→ **Text to read**:
(begin)

Despite election ads urging citizens to be heard, many Fredericton voters stayed away from the polls on election day.

Voter turnout in the capital was the worst in a decade. Only 12,868 of 38,021 eligible voters cast their ballots. That's a 33.8 per cent voting rate.

It's a substantial drop compared to the 17,002 voters who marked ballots in 2004 (44.8 per cent) and the 15,363 voters who did likewise in 2001 (44.12 per cent).

The 2004 election featured a four-way race for mayor.

Geoff Martin, a political science professor at Mount Allison University in Sackville, said there was no burning issue in Fredericton and no major contest.

"When you don't get competition, you don't get a turnout," he said.

"There's no doubt about it, these numbers are really low when a lot of numbers around the province were higher."

In Saint John, the fallout over tax concessions for a liquefied natural gas plant brought out voters, Martin said.

(end)

→ **Brief A**:
Sum up the passage on Fredericton voter turnout in two sentences.
→ **Brief B**:
Return, word for word, everything in the passage on Fredericton voter turnout from "Geoff Martin, a" down to "voters, Martin said.".
The lines after this point have no connection to the passage on Fredericton voter turnout.

→ **Material**:
(begin)

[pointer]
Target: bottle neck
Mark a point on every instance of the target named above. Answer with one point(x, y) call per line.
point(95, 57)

(end)

→ **Final result A**:
Fredericton had its worst voter turnout in a decade: only 12,868 of 38,021 eligible voters (33.8 per cent) cast ballots, down from 44.8 per cent in 2004 and 44.12 per cent in 2001. Geoff Martin, a political science professor at Mount Allison University, said the capital had no burning issue and no major contest, while in Saint John the fallout over tax concessions for a liquefied natural gas plant brought out voters.

→ **Final result B**:
Geoff Martin, a political science professor at Mount Allison University in Sackville, said there was no burning issue in Fredericton and no major contest.

"When you don't get competition, you don't get a turnout," he said.

"There's no doubt about it, these numbers are really low when a lot of numbers around the province were higher."

In Saint John, the fallout over tax concessions for a liquefied natural gas plant brought out voters, Martin said.